Can you reproduce, word for word, the lines in the records below, from the line holding "Shelf-audit tagging: put a marker on the gray" through the end of the records, both ends included?
start
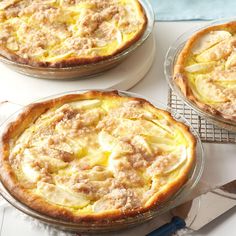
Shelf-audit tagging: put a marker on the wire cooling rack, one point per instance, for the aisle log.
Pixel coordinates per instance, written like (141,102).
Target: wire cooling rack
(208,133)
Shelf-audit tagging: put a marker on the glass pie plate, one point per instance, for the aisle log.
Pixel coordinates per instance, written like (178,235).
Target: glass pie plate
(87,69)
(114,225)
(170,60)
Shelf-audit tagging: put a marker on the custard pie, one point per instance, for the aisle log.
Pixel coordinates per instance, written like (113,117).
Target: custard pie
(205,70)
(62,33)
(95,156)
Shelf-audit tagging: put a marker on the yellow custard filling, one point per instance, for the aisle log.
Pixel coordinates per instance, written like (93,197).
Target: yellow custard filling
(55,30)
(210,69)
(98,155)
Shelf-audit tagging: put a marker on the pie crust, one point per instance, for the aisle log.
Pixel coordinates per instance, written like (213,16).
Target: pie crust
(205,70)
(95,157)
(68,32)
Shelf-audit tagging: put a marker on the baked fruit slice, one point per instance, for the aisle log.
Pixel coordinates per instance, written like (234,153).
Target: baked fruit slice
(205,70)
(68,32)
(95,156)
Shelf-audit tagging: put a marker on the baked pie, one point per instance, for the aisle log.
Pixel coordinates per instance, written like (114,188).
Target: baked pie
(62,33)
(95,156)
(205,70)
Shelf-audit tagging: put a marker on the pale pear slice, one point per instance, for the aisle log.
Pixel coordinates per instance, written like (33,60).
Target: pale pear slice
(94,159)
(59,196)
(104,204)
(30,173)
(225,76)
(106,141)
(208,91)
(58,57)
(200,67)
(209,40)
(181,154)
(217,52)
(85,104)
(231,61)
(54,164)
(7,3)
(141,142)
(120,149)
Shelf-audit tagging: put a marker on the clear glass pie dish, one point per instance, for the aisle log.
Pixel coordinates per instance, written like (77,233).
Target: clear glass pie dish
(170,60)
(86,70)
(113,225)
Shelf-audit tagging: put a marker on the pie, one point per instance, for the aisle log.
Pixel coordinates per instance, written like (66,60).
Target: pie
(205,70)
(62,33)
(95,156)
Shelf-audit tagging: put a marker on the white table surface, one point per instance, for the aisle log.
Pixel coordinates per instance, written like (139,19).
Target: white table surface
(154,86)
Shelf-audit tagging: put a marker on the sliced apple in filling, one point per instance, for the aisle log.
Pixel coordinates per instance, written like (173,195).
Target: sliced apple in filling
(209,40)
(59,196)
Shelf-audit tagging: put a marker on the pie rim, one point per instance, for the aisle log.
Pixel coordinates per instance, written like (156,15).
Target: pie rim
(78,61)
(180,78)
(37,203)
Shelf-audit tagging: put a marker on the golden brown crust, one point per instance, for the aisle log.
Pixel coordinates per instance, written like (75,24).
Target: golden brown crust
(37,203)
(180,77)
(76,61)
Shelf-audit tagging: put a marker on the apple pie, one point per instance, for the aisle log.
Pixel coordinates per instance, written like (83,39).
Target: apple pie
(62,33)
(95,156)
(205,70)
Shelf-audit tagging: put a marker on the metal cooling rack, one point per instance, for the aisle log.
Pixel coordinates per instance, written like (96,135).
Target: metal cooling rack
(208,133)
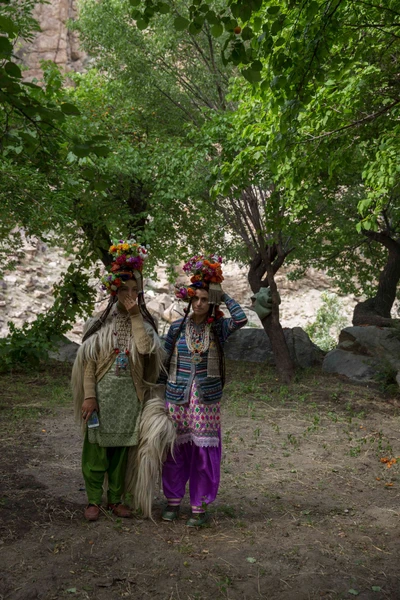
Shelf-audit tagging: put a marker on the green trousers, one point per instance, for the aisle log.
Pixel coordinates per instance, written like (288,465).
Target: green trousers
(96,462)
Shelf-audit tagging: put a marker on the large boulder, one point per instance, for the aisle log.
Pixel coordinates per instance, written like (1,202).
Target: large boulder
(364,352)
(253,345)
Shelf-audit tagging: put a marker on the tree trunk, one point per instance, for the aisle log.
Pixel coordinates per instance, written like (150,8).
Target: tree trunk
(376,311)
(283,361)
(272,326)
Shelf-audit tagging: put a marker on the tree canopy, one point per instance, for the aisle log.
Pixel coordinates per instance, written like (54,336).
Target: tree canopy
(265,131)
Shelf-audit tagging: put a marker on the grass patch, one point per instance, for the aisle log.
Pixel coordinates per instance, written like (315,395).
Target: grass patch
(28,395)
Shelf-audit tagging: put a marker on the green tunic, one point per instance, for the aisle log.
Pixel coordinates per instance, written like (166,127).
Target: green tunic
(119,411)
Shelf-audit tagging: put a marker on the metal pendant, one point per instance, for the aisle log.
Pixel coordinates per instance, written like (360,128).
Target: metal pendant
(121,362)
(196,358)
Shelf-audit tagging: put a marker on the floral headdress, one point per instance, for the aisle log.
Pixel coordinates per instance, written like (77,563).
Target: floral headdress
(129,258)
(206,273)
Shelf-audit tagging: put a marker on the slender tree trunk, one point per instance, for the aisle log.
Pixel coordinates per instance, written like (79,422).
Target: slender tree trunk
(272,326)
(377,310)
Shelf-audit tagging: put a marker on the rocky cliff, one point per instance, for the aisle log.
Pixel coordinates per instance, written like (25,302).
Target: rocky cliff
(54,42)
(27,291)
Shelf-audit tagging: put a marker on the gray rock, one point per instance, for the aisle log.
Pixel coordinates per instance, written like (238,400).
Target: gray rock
end
## Reply to the exercise
Shelf-audit tagging: put a marker on the gray rock, one point per instance, for the aisle log.
Pixel coordinates per instance, written like (238,400).
Target: gray rock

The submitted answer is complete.